— Work request —
Every entry must be given again exactly as it is written.

━━━━━━

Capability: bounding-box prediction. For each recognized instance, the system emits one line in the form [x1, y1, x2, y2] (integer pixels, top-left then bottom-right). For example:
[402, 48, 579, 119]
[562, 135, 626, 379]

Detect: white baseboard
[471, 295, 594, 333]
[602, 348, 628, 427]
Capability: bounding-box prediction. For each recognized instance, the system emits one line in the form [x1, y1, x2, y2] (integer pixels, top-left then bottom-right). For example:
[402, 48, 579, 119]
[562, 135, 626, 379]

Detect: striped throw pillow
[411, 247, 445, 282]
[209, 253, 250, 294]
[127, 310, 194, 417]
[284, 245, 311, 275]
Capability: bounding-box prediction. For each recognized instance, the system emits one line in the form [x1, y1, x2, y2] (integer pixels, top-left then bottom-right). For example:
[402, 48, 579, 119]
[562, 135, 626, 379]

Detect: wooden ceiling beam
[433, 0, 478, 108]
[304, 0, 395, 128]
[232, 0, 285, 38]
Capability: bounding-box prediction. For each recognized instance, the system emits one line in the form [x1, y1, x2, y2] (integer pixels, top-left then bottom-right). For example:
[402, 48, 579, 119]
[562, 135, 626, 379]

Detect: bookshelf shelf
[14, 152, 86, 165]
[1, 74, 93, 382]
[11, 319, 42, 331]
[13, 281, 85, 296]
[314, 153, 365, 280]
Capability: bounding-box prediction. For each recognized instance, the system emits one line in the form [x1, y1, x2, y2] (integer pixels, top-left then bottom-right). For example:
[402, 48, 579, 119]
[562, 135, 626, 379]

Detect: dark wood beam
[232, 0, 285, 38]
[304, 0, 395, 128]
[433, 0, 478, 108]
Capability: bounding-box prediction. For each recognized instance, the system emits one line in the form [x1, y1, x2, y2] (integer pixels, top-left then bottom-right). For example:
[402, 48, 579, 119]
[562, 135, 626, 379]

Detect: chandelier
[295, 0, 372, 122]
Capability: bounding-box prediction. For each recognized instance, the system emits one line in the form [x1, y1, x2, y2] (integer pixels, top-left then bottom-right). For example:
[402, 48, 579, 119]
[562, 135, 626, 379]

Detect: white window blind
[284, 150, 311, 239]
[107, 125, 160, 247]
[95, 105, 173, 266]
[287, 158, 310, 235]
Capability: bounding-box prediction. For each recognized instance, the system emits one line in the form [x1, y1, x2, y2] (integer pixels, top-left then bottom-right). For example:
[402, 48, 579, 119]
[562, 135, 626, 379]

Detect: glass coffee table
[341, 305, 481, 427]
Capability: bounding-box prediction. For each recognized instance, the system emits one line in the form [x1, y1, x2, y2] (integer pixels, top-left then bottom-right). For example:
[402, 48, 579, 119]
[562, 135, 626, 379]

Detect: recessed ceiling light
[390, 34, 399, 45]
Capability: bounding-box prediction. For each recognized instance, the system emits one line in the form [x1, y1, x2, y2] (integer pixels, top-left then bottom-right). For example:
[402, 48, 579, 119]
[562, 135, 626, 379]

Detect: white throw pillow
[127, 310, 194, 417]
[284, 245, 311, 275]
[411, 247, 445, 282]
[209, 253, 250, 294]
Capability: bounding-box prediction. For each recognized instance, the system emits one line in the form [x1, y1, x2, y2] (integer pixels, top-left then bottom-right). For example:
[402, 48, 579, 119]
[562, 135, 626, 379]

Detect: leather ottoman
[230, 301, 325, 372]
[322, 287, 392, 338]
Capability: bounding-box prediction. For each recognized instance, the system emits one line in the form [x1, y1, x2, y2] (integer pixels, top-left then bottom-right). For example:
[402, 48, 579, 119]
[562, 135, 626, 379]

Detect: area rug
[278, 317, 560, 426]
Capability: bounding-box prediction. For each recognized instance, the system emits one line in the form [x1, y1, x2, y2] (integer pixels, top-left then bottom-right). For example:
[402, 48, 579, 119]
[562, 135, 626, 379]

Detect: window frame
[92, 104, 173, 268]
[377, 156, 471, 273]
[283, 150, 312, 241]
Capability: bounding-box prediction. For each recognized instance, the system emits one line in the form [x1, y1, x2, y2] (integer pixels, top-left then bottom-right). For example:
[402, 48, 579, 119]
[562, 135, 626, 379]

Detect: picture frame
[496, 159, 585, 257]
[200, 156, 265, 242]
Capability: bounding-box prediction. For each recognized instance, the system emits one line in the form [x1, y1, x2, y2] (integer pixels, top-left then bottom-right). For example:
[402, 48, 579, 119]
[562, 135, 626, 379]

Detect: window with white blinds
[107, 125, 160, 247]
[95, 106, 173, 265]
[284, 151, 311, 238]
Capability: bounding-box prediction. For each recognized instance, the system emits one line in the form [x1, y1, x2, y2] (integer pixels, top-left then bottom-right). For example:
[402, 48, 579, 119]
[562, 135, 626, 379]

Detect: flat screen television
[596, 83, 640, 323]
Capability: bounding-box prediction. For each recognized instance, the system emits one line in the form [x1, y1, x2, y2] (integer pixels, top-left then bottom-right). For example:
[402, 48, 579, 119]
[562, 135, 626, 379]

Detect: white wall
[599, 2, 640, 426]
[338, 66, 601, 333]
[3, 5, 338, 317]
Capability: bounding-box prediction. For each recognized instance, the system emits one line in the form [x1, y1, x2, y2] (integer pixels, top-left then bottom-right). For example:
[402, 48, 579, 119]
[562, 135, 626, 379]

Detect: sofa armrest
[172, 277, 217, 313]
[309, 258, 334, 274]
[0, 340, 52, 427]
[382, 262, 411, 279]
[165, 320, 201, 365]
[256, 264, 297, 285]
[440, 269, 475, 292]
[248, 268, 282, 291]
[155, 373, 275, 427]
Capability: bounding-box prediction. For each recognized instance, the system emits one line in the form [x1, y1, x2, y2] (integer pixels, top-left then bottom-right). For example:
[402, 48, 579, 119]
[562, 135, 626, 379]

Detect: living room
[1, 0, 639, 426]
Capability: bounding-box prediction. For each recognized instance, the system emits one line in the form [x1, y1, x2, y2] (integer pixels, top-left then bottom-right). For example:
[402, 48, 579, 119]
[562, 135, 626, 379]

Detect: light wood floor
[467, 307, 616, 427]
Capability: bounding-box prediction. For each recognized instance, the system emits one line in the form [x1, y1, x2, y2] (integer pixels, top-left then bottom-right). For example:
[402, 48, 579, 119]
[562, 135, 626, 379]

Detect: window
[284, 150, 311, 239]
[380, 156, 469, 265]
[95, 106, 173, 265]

━━━━━━

— Result for this task —
Capability: bounding-box prediction. For each recognized instance, the system emits one line in the form [x1, y1, x2, y2] (integer pixels, top-left then bottom-right). For example:
[402, 48, 579, 119]
[562, 135, 626, 379]

Detect: white baseboard
[471, 295, 594, 333]
[602, 348, 628, 427]
Capability: bounding-box prediction. For each recognized instance, the system emits one line in the form [x1, y1, x2, y2] (integer pixels, top-left then bottom-right). For example:
[402, 48, 579, 119]
[562, 135, 626, 379]

Detect: striped throw pillow
[411, 247, 445, 282]
[209, 253, 250, 294]
[127, 310, 194, 417]
[284, 245, 311, 275]
Capability: bounding-box prediction. For each recognized instance, the system emits one line in the form [x1, y1, x2, y2] (integer pixels, top-left then bottom-right). For example:
[402, 48, 579, 119]
[562, 135, 626, 379]

Detect: wooden ceiling beam
[433, 0, 478, 108]
[304, 0, 395, 128]
[232, 0, 285, 38]
Capability: bounding-box prediction. For each recognized instance, the system emits one line in the form [x1, y1, x2, y2] (integer pixels, top-left then bottom-right). For example:
[402, 48, 579, 119]
[562, 135, 626, 379]

Detect: bookshelf shelf
[14, 152, 86, 165]
[1, 74, 93, 382]
[11, 319, 42, 331]
[13, 281, 85, 296]
[314, 153, 365, 280]
Capability: bounding-box prediction. For each recognized instance, the system emits one line in the form [x1, y1, x2, y2] (integer pixels, top-left then bottom-right). For example:
[402, 48, 579, 119]
[562, 135, 626, 379]

Detect: dark wood beam
[232, 0, 285, 38]
[304, 0, 395, 128]
[433, 0, 478, 108]
Capability: bounding-box prediction. For each recognized instance, the system emits one line in the form [x1, y1, x2, y2] (integer pixels, top-left then bottom-right). For example:
[402, 48, 579, 119]
[562, 135, 626, 379]

Detect: chandelier
[295, 0, 372, 122]
Capability: bounding-box prediction. For each recognized instance, the system emits one line in the form [x1, y1, x2, y2] (integer pixels, top-left then bottom-right). For example:
[402, 48, 579, 119]
[562, 135, 626, 379]

Detect: white window blind
[284, 150, 311, 239]
[107, 125, 160, 247]
[95, 105, 173, 266]
[287, 158, 310, 235]
Capability: bounding-box prediction. For each recognized instance, the system emits one line in the form [x1, y1, x2, y2] (integer pixels, top-left then bottom-right). For example:
[402, 48, 579, 119]
[562, 135, 626, 379]

Detect: glass coffee table
[341, 305, 481, 427]
Capability: bounding-box prediction. For each recognized instance, the system emits one line in the form [x1, y1, x2, y2] (integer pixels, top-left then bottom-right). For example:
[402, 48, 579, 119]
[562, 135, 626, 379]

Detect: recessed ceiling light
[390, 34, 399, 45]
Capability: bounding-box prediction. For each recognized instance, the system emits one line in the form [x1, y1, x2, y2] (integer pixels, top-left then bottom-right). For example:
[402, 48, 579, 119]
[562, 135, 626, 379]

Detect: white throw pillow
[127, 310, 194, 417]
[284, 245, 311, 275]
[411, 247, 445, 282]
[209, 253, 250, 294]
Capability: bounding-box prediction. For each recognized instance, the system emits one line in the form [x1, y1, x2, y2] (integer pixels, top-left then bottom-right). For example:
[402, 48, 579, 119]
[562, 135, 626, 379]

Detect: leather ottoman
[230, 301, 325, 372]
[322, 287, 392, 338]
Capability: bounding-box prediction. For each recognized instance, the system emits one line in the form [x1, y1, x2, y2] (integer pixels, top-left then bottom-right). For example:
[402, 48, 579, 119]
[562, 135, 626, 379]

Detect: area rug
[278, 317, 560, 426]
Capability: bounding-box prediction. For each recognized instance, the system emits one line in the form [x1, y1, x2, y2] (integer pixels, top-left then bottom-right). For example:
[402, 48, 579, 119]
[562, 135, 626, 379]

Detect: window frame
[92, 104, 173, 268]
[377, 156, 471, 273]
[283, 150, 312, 241]
Capability: bounding-box prediction. For each recognized instance, the system emits one line in the form [x1, y1, x2, y2] (integer pixels, top-left then bottom-right). For example:
[402, 48, 579, 119]
[562, 135, 626, 379]

Detect: picture frame
[496, 159, 585, 257]
[200, 156, 265, 242]
Capability: bounding-box prediction. For each recognized instance, the system emits one line in the form [x1, y1, x2, y2] (integer pixels, top-left then bottom-right). For example:
[402, 48, 579, 119]
[562, 135, 626, 379]

Detect: window with white blinds
[107, 125, 160, 247]
[95, 106, 173, 265]
[284, 151, 311, 238]
Capability: bounding-box prediction. For each recognized instance, the system emits one line in the form [x1, y1, x2, y2] (integer pixels, top-left then bottom-right). For example:
[402, 48, 579, 119]
[562, 135, 626, 379]

Detect: flat screen television
[596, 83, 640, 323]
Capability: bounding-box prediction. For each recognized instance, the system emits one line in the form [x1, y1, x2, y2] (integer pixels, top-left then bottom-right). For example:
[402, 48, 579, 119]
[562, 135, 626, 379]

Detect: white wall
[599, 2, 640, 426]
[338, 66, 601, 333]
[3, 5, 338, 317]
Capability: bounding-box prediction. For each recognized instance, the system emits one line in the form [x1, y1, x2, y2] (integer pixels, top-left then bottom-right). For example:
[402, 48, 579, 119]
[562, 135, 626, 379]

Detect: sofa armrest
[172, 277, 217, 313]
[309, 258, 334, 274]
[0, 340, 52, 427]
[382, 262, 411, 279]
[165, 320, 201, 365]
[256, 264, 297, 285]
[440, 269, 475, 292]
[248, 268, 282, 291]
[155, 373, 275, 427]
Capability: bounding-box prediction. For each recognized instance, the system emits one line in the form [x1, y1, x2, y2] (integer pixels, top-left then bottom-right). For example:
[402, 48, 579, 119]
[562, 135, 626, 379]

Detect: living room
[1, 0, 639, 426]
Capability: bounding-box prediction. For each recognized instance, the system emits one line in the form [x1, y1, x2, y2] (integer pixels, top-left then bottom-right). For example:
[402, 48, 579, 119]
[562, 135, 626, 379]

Detect: light wood floor
[467, 307, 616, 427]
Capability: bounding-box prediction. For each recognized instance, the system emits one line in the form [x1, y1, x2, y2] (integer pixels, top-left then bottom-right). For example:
[402, 48, 579, 119]
[562, 135, 626, 379]

Detect: window
[284, 150, 311, 239]
[380, 156, 469, 265]
[95, 106, 173, 265]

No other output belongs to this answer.